=== Source records ===
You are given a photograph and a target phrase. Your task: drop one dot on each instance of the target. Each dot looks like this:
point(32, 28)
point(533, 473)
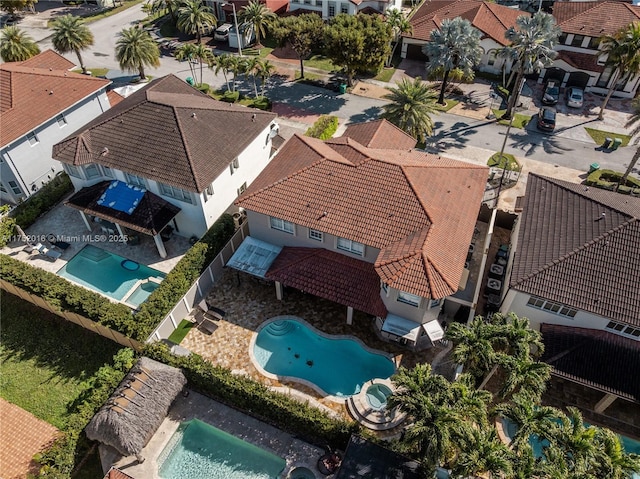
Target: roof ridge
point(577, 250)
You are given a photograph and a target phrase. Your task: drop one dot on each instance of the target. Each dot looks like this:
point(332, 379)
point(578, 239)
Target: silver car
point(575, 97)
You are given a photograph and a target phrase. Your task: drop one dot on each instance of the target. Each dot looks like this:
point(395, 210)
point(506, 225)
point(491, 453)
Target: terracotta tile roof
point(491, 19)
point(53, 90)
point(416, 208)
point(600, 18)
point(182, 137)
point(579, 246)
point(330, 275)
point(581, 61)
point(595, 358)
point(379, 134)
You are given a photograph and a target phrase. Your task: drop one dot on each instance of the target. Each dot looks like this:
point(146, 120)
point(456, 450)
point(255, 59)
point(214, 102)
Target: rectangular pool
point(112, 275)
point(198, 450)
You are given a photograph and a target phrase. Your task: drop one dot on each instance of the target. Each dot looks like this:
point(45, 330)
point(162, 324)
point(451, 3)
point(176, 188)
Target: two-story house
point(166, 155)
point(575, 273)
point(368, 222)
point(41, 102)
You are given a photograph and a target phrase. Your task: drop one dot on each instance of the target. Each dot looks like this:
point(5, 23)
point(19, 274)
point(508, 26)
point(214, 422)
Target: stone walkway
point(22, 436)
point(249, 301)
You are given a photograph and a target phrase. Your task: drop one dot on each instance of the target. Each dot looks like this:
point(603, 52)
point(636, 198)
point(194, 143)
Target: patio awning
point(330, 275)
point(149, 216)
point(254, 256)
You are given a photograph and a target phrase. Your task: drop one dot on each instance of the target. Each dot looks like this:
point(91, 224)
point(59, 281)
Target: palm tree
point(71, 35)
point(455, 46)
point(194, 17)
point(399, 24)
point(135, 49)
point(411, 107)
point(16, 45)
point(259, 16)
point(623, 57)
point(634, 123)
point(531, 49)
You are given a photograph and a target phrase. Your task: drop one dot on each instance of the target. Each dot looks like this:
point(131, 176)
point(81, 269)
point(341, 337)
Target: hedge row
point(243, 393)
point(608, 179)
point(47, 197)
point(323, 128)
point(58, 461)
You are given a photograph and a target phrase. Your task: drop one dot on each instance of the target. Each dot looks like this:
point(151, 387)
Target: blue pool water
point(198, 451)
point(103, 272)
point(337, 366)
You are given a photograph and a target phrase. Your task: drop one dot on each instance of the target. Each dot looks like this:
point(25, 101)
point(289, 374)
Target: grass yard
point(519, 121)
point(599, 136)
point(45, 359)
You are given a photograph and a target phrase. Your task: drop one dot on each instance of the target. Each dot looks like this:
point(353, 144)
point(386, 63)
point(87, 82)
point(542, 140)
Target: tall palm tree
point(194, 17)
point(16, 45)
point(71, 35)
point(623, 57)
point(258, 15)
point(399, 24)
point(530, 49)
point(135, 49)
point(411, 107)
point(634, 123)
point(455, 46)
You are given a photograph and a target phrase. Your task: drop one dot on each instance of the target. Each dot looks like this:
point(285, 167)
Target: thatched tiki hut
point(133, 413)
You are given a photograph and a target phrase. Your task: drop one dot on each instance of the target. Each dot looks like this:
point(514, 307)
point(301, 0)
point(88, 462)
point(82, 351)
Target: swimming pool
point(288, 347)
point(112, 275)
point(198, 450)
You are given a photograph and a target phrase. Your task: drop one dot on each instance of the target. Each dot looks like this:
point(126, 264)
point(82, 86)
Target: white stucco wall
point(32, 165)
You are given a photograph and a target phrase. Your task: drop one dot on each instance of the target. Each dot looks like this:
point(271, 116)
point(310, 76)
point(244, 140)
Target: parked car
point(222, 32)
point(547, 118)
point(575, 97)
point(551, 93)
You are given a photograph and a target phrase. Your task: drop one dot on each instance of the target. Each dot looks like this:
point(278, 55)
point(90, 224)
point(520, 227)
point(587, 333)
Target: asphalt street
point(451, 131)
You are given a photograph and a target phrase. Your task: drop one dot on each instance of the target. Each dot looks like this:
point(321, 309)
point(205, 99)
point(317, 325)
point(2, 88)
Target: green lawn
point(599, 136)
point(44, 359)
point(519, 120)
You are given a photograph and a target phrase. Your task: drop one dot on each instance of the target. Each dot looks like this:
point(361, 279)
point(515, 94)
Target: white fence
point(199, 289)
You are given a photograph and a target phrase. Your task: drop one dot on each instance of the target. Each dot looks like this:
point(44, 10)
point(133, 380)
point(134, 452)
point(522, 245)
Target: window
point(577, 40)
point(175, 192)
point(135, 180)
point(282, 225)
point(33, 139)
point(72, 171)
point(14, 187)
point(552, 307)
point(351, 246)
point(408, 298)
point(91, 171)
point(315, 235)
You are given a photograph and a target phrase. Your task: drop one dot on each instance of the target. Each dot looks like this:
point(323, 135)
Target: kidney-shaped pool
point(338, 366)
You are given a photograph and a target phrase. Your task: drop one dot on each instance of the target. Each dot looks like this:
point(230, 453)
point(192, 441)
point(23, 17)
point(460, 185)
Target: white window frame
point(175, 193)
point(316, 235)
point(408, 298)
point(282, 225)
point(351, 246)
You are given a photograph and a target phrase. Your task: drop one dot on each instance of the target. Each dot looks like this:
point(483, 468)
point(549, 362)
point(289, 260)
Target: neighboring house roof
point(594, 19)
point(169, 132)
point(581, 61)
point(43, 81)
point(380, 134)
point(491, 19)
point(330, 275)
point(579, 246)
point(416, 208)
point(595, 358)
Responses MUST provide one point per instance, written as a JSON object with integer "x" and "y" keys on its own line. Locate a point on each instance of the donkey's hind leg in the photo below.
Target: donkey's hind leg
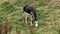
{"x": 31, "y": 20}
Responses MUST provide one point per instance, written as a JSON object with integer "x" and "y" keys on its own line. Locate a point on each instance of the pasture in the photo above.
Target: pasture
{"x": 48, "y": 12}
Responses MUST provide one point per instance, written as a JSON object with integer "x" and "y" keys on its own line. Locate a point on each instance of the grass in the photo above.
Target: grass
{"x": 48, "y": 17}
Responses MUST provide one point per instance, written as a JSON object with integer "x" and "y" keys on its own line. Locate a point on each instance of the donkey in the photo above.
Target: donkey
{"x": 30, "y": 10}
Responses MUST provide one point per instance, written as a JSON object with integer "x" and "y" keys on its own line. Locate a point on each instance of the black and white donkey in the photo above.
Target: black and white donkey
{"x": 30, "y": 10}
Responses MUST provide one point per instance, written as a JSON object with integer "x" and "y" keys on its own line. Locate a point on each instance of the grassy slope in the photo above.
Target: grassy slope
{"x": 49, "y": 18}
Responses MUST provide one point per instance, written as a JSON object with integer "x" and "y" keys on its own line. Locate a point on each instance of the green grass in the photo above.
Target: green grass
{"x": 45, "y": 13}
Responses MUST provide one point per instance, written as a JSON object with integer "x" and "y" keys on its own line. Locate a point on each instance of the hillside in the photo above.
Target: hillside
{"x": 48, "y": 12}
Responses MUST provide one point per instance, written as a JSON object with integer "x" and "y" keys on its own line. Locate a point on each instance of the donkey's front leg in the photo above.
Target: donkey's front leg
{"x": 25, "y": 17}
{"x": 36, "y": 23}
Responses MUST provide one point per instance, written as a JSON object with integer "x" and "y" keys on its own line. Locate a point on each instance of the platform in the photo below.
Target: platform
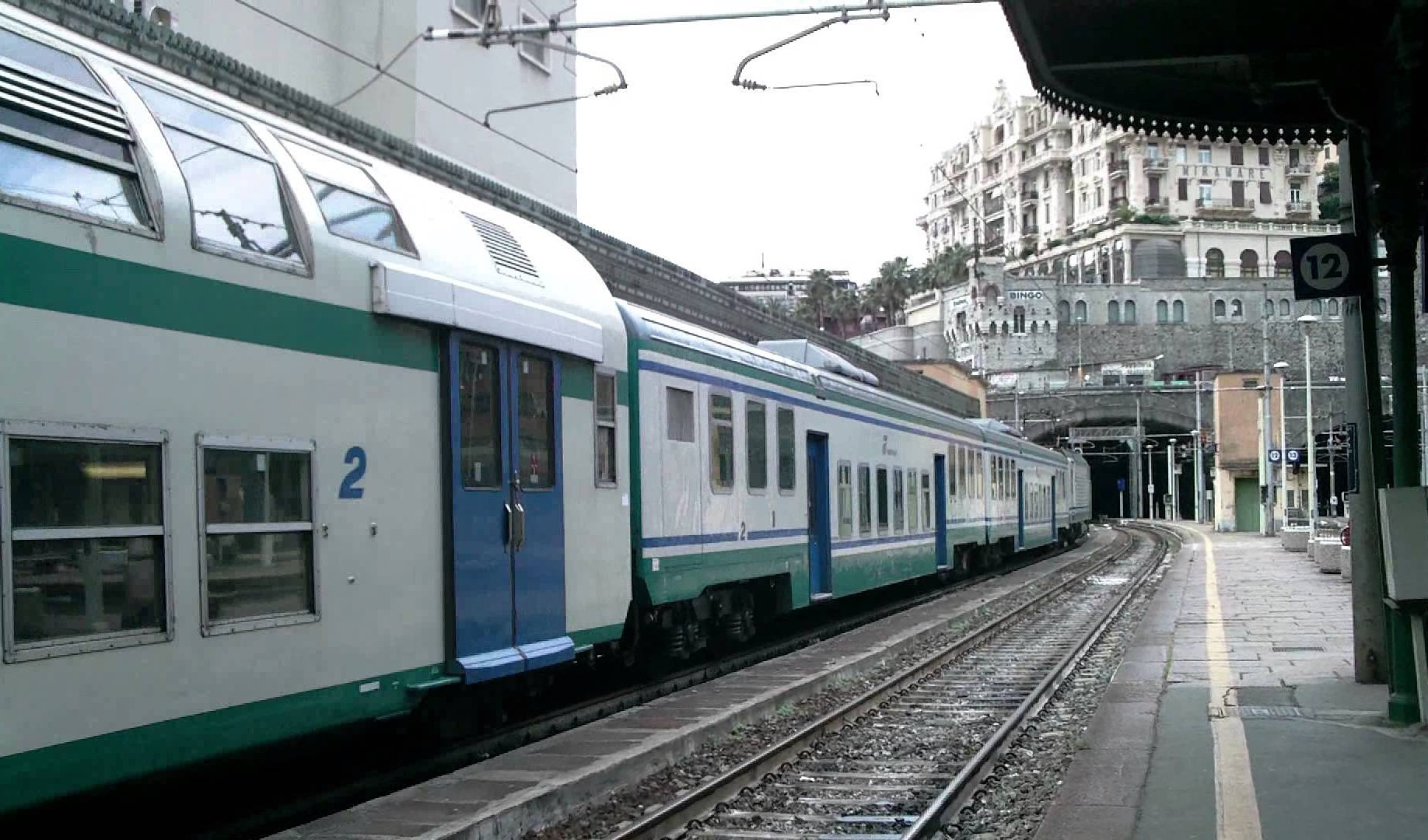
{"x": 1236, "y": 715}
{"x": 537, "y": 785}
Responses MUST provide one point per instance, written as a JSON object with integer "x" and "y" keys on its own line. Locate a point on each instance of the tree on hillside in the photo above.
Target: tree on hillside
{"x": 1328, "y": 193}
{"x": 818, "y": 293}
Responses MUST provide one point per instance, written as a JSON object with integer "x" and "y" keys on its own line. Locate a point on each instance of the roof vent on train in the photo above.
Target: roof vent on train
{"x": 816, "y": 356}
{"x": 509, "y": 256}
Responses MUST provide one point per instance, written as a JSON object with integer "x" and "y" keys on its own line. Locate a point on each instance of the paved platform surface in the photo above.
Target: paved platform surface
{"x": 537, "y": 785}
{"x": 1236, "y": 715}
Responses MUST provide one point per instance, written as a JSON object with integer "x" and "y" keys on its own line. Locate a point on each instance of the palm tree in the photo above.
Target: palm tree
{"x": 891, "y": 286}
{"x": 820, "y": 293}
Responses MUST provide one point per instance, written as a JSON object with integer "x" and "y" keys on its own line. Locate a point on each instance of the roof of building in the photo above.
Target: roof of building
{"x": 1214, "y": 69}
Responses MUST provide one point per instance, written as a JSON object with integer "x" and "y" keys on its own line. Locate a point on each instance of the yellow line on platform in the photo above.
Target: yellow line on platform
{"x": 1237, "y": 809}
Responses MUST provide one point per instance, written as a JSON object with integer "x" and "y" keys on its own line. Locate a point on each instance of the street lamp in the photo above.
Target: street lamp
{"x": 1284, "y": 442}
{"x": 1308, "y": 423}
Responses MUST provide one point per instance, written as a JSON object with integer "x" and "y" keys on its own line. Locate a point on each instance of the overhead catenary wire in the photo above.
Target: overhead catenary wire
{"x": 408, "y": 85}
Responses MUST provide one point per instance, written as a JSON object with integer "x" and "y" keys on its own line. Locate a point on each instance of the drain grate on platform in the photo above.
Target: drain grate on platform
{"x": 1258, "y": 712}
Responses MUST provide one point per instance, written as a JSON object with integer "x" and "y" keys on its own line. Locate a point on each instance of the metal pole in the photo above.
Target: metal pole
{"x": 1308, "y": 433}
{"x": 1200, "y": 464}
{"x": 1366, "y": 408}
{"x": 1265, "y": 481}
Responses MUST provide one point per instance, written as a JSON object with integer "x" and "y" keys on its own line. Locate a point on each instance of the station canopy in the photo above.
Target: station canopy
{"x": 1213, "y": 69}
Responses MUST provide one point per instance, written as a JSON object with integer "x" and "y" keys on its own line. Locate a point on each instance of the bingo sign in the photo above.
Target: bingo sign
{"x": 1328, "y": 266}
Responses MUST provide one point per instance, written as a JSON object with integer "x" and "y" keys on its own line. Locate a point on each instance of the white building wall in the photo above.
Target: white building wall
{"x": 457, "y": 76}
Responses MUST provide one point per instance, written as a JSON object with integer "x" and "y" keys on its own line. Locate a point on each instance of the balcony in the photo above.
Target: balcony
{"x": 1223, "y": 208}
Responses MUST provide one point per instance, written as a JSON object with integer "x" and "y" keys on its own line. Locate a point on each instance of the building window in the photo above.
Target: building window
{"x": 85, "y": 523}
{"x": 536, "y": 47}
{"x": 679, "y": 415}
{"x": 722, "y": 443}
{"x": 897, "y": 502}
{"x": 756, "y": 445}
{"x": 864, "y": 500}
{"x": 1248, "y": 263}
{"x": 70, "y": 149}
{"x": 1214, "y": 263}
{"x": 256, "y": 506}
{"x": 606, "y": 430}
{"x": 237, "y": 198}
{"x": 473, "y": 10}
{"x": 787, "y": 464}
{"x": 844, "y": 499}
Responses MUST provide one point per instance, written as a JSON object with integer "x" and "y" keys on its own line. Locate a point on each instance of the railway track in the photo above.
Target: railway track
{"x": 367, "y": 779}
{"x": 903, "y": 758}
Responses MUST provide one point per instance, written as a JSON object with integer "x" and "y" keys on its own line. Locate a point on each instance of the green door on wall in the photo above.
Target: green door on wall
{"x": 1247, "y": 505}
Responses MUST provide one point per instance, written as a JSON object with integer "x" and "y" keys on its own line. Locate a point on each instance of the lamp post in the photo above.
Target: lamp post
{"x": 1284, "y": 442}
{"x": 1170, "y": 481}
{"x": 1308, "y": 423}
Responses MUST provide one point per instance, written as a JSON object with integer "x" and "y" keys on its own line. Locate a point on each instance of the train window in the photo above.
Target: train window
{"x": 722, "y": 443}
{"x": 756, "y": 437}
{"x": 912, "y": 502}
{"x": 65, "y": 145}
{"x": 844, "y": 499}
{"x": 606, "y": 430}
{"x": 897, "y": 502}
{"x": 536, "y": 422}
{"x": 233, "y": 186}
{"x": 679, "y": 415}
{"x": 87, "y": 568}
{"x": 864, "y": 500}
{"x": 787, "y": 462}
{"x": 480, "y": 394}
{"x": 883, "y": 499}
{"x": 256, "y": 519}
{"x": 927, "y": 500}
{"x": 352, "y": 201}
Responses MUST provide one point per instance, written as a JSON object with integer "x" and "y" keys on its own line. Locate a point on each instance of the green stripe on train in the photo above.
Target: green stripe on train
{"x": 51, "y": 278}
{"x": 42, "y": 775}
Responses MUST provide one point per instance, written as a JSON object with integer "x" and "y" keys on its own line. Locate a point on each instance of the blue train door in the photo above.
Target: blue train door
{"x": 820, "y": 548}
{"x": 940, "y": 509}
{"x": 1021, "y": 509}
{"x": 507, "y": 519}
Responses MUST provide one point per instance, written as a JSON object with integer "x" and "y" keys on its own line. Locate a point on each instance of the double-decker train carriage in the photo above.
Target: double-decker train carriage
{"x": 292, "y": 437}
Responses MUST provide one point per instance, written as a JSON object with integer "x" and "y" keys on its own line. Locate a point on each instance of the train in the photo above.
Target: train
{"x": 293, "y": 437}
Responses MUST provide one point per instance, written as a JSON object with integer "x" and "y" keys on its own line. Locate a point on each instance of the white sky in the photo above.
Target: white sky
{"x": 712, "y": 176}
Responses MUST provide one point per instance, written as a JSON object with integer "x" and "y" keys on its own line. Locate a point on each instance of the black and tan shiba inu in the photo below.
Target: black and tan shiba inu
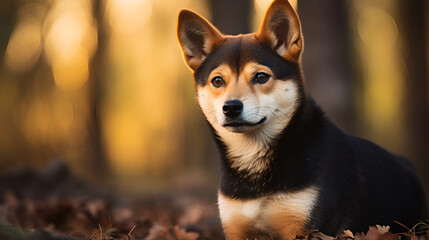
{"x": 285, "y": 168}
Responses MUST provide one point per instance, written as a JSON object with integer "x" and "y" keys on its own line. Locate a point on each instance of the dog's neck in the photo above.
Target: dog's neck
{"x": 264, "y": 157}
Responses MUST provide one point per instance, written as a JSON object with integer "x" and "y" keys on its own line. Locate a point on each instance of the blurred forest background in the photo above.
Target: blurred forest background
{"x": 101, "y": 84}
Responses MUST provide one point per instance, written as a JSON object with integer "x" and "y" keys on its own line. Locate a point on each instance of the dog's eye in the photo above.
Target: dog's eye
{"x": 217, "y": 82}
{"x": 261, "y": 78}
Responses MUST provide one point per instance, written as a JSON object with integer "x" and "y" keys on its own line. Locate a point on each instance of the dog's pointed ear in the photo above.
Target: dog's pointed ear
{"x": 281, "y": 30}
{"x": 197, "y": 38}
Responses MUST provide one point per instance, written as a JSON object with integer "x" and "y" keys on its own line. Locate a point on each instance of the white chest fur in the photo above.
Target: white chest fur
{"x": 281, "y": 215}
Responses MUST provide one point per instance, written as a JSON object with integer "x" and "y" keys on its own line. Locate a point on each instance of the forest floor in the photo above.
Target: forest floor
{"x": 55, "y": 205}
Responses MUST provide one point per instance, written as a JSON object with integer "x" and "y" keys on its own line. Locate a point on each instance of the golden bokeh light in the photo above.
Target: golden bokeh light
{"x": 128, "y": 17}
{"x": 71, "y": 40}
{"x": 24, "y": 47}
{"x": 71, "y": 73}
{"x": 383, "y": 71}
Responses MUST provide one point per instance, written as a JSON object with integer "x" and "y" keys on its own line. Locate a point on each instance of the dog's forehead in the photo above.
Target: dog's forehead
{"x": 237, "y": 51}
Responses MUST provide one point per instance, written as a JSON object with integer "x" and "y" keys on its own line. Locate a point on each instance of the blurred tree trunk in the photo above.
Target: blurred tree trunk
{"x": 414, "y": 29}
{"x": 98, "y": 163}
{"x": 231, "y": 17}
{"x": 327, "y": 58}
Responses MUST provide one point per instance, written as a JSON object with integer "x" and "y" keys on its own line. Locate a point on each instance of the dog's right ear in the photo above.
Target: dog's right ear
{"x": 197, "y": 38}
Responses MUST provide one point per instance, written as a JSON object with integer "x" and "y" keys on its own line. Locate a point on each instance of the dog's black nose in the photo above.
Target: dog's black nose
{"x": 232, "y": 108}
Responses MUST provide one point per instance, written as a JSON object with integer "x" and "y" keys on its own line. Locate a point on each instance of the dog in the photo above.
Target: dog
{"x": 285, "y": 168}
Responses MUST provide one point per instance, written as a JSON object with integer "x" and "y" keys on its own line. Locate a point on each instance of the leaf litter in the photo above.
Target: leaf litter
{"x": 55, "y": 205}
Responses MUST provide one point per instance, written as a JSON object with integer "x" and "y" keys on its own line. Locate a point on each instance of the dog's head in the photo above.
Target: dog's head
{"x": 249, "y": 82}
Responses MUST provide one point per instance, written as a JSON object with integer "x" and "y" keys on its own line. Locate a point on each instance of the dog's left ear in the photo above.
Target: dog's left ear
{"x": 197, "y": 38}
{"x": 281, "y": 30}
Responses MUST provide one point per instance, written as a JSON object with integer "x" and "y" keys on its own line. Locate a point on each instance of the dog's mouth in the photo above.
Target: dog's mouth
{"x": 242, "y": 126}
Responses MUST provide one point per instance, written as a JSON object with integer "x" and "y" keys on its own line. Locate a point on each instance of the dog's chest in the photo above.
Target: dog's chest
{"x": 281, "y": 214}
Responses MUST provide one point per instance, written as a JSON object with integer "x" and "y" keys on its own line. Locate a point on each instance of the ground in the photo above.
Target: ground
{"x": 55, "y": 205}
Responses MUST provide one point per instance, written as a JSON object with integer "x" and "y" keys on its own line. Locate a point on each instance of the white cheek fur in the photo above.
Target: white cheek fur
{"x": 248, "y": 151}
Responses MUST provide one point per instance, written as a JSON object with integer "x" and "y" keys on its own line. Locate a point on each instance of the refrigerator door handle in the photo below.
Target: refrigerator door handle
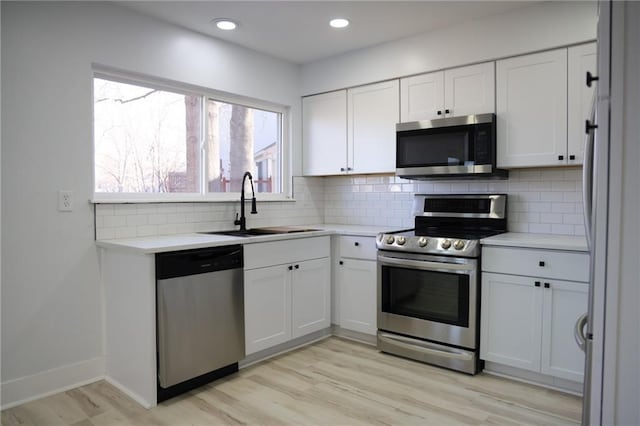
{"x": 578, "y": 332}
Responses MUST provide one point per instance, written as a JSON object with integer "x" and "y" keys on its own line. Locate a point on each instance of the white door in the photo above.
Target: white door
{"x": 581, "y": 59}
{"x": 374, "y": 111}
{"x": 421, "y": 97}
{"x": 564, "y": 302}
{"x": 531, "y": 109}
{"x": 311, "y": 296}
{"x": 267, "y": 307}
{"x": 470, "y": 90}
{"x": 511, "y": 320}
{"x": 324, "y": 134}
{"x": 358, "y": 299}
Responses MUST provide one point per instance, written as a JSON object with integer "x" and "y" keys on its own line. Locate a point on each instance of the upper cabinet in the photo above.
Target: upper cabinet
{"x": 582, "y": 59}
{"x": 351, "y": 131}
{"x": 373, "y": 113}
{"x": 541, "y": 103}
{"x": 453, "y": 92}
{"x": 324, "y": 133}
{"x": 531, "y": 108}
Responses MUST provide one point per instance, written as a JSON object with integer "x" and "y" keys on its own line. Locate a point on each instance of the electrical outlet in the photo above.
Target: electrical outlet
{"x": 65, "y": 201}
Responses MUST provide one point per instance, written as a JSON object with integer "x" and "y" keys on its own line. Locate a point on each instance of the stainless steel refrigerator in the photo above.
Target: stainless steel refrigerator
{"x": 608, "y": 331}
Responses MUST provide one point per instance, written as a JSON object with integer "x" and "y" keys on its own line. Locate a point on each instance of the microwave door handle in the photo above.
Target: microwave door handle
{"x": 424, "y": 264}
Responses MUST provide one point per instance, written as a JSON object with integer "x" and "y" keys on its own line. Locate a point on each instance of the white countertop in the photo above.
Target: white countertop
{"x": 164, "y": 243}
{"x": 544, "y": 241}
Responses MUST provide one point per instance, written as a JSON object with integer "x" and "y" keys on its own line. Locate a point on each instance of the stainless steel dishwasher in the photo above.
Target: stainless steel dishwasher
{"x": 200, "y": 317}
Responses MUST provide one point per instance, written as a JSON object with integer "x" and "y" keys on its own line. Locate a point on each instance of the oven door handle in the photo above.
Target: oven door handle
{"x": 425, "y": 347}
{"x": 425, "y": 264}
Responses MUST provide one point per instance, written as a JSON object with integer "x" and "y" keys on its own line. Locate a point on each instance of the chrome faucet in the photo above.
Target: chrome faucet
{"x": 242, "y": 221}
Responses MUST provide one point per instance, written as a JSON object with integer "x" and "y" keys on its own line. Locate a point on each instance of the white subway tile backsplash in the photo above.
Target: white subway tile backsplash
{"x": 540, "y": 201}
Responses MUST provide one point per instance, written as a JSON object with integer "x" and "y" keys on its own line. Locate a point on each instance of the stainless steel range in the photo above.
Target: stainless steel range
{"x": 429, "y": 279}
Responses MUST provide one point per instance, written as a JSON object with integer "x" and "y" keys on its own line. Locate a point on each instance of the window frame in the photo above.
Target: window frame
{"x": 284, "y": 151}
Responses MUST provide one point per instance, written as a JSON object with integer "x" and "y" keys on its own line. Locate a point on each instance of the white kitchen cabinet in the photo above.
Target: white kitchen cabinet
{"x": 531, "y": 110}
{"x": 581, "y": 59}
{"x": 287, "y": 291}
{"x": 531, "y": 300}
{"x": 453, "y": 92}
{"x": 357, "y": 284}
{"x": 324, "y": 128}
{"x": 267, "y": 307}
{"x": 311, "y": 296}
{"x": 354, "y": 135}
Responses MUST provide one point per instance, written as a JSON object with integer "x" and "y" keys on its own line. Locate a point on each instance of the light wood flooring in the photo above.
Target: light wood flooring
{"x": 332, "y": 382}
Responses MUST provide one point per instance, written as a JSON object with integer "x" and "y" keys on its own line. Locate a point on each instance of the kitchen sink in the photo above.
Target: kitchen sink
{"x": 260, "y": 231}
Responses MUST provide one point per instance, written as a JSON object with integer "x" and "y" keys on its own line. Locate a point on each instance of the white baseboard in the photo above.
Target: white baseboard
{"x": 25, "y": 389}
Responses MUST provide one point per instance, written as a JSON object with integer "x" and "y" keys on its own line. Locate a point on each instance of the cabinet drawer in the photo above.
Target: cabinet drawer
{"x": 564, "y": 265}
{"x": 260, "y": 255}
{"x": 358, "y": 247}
===
#### What needs to be done
Copy the records from the start through the line containing "point(249, 301)", with "silver car" swapped for "gray car" and nothing else changed. Leave the pictures out.

#### Exercise output
You are given a photograph and a target phrase. Your task: drop one dot on each instance of the target. Each dot looks like this:
point(32, 28)
point(533, 473)
Target: roof ridge
point(577, 250)
You are given a photograph and a target phrase. Your task: drop one dot on each instance of the target. Each dot looks like this:
point(332, 379)
point(578, 239)
Target: gray car
point(575, 97)
You are given a photograph and a target phrase. Your task: drop one dot on each instance of the target. Each dot looks like this:
point(395, 210)
point(506, 225)
point(491, 453)
Target: terracotta tile roof
point(491, 19)
point(53, 90)
point(416, 208)
point(600, 18)
point(182, 137)
point(579, 246)
point(330, 275)
point(581, 61)
point(595, 358)
point(379, 134)
You are given a photograph and a target phrase. Your task: drop one dot on each instance of the target. Each dot looks like this:
point(146, 120)
point(456, 450)
point(255, 59)
point(214, 102)
Target: rectangular pool
point(112, 275)
point(198, 450)
You are given a photograph and a target phrase. Your task: drop one dot on each instance of the target. Each dot looks like this:
point(45, 330)
point(162, 324)
point(451, 3)
point(176, 188)
Target: two-story house
point(166, 155)
point(575, 273)
point(368, 222)
point(41, 102)
You are given a photograph and a target phrase. Your task: drop one dot on each instance of the target. Each dot looks like this:
point(5, 23)
point(19, 274)
point(508, 26)
point(214, 422)
Target: stone walkway
point(22, 436)
point(249, 301)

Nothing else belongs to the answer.